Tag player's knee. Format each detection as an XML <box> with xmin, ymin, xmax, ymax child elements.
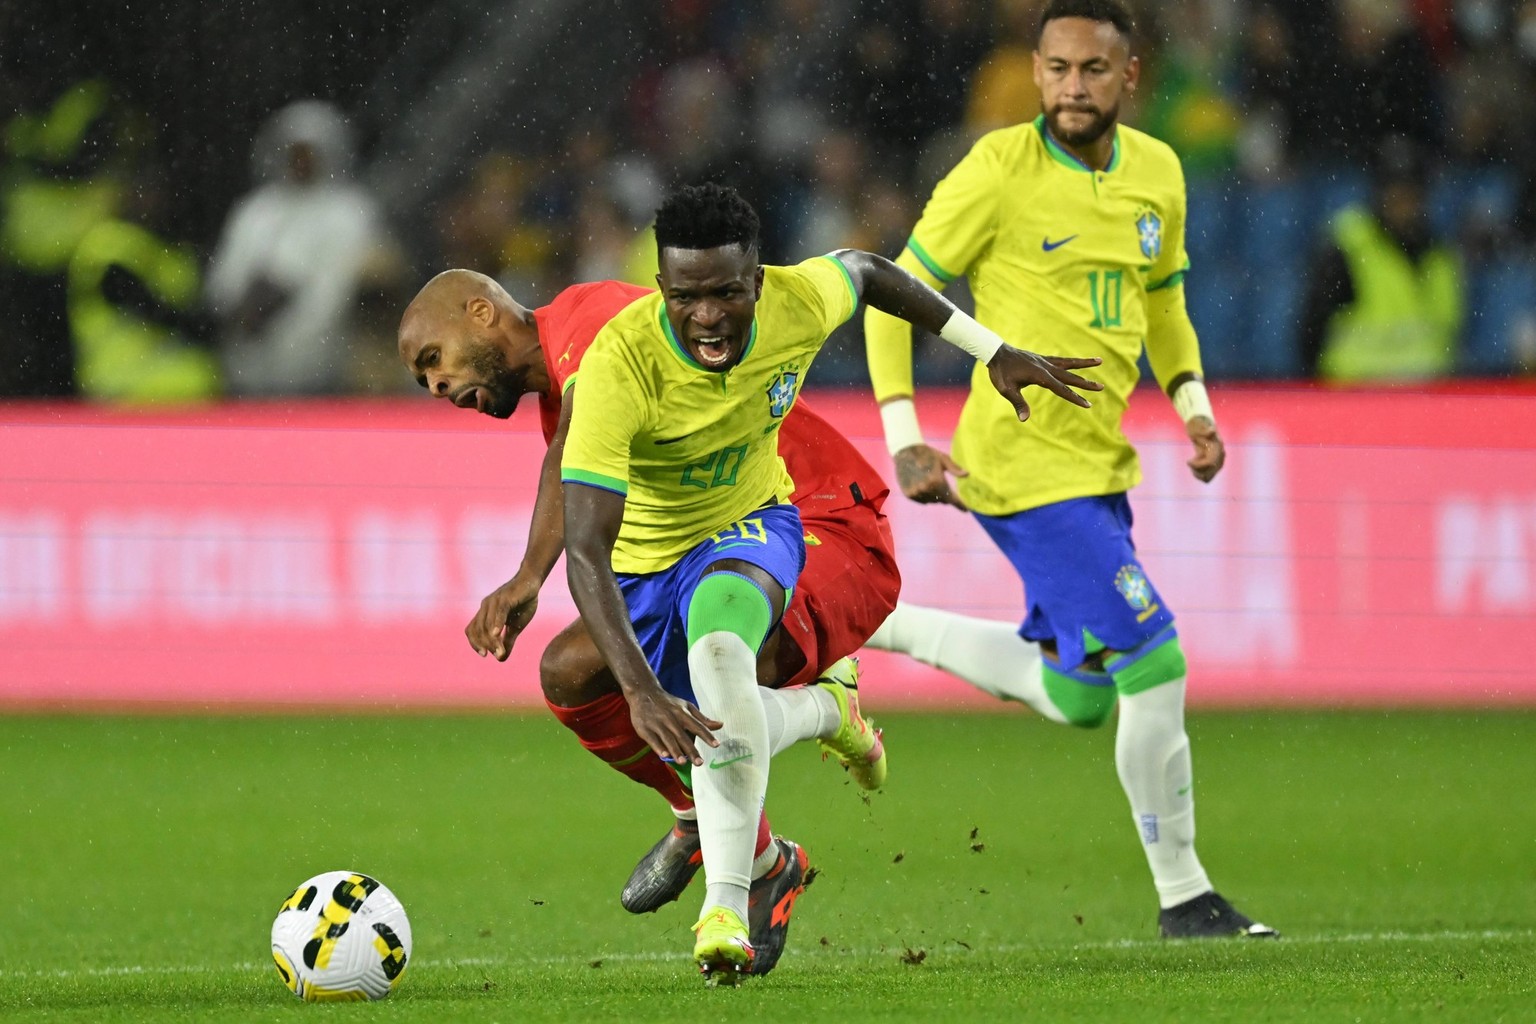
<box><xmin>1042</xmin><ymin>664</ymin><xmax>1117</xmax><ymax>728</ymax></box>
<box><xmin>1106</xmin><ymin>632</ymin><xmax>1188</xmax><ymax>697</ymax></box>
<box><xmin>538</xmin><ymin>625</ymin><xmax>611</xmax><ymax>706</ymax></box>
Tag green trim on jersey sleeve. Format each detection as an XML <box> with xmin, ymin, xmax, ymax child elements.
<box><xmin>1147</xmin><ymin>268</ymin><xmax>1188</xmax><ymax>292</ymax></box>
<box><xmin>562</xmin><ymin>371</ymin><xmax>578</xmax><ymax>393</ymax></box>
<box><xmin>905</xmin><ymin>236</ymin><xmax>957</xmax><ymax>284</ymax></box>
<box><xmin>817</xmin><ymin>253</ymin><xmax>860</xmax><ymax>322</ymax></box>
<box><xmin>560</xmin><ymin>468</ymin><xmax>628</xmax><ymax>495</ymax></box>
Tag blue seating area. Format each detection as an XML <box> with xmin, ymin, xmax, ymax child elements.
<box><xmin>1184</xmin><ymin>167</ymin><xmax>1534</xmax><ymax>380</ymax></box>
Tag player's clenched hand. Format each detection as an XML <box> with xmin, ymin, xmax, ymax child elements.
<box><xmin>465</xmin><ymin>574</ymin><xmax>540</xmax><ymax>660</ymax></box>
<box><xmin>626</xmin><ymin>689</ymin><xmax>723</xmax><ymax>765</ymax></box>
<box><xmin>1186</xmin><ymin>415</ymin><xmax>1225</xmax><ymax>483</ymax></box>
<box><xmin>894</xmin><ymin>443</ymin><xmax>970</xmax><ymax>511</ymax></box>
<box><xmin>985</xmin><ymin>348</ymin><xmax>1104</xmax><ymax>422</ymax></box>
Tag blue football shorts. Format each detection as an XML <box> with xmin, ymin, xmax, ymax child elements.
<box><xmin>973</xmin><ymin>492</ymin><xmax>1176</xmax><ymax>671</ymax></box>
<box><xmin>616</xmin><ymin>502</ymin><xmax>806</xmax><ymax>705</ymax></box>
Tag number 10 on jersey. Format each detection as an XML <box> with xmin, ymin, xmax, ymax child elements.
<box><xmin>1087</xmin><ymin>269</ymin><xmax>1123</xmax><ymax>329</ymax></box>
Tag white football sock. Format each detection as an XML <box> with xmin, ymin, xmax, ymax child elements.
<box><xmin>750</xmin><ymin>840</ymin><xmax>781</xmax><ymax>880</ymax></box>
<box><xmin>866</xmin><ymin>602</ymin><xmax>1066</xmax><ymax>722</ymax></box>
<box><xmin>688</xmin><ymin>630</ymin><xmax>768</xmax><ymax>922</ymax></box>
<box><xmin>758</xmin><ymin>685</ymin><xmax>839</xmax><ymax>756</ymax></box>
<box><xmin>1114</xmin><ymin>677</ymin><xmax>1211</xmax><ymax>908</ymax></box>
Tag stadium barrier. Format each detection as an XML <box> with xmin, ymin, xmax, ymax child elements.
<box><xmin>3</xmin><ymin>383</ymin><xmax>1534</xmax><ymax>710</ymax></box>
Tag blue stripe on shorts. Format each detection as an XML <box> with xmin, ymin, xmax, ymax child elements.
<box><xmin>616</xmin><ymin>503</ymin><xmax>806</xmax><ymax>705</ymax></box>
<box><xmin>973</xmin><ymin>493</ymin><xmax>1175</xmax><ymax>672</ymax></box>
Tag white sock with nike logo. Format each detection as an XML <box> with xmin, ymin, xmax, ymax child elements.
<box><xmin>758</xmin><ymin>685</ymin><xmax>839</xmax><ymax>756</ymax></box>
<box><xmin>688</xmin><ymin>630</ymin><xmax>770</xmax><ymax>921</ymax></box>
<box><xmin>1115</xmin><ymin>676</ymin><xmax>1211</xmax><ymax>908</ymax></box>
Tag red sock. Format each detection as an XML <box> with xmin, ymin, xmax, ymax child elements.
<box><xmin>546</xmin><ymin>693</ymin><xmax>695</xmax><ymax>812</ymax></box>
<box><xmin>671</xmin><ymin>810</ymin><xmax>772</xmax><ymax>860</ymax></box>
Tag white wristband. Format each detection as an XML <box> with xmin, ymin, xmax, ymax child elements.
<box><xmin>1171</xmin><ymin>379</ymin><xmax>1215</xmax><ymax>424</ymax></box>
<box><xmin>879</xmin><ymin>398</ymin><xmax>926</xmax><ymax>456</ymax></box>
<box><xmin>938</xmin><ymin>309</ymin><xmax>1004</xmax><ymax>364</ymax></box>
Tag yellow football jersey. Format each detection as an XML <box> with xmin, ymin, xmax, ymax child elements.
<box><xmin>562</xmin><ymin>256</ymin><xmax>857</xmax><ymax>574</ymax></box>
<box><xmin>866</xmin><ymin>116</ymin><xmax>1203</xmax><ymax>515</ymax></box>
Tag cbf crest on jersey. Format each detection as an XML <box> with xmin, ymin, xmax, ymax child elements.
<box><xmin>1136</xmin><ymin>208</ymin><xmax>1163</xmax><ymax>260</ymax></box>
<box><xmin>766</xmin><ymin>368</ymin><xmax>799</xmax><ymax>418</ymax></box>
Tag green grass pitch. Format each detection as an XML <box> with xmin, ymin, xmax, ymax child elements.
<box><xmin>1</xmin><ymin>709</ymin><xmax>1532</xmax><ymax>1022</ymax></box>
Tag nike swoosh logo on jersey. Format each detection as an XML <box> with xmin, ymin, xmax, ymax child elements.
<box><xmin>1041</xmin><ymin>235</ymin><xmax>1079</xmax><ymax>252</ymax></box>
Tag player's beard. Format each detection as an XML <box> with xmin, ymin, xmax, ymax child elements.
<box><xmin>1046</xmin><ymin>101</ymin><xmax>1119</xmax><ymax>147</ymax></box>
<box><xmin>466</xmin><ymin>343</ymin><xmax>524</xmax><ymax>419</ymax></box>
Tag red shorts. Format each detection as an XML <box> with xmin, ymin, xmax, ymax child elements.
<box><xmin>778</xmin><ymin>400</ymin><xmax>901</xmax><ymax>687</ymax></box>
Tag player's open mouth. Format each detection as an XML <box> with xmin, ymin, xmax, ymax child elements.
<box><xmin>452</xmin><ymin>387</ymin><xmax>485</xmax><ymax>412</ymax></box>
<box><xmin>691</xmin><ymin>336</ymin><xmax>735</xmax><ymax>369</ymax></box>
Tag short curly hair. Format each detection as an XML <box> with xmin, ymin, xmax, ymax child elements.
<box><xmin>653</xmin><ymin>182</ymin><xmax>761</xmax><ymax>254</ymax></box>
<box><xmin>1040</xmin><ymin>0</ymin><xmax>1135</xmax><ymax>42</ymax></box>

**What is expected**
The answer must be the line containing "Tag nike swoosh" and every line after it to the end of the data, each set down exactly.

**Solution for this task**
Tag nike swoosh logo on jersey. Format each detection as an XML <box> with xmin, ymin, xmax, ymax child elements.
<box><xmin>1041</xmin><ymin>235</ymin><xmax>1079</xmax><ymax>252</ymax></box>
Tag player's beard. Format each detection as an XML <box> with xmin, ymin, xmax, ymax child elements.
<box><xmin>1046</xmin><ymin>101</ymin><xmax>1119</xmax><ymax>147</ymax></box>
<box><xmin>466</xmin><ymin>343</ymin><xmax>524</xmax><ymax>419</ymax></box>
Tag red shorts. Format each detection as an XML <box> with xmin, ymin, xmax, ymax child elements.
<box><xmin>778</xmin><ymin>400</ymin><xmax>901</xmax><ymax>687</ymax></box>
Tag player's open mouth. Format each detection as an XML <box> with xmin, ymin, xmax, ymax child elements.
<box><xmin>452</xmin><ymin>387</ymin><xmax>485</xmax><ymax>412</ymax></box>
<box><xmin>691</xmin><ymin>336</ymin><xmax>735</xmax><ymax>369</ymax></box>
Tag short curly hair. Format each detection as an XML <box> with xmin, ymin, xmax, ymax child elements.
<box><xmin>653</xmin><ymin>182</ymin><xmax>761</xmax><ymax>254</ymax></box>
<box><xmin>1040</xmin><ymin>0</ymin><xmax>1135</xmax><ymax>42</ymax></box>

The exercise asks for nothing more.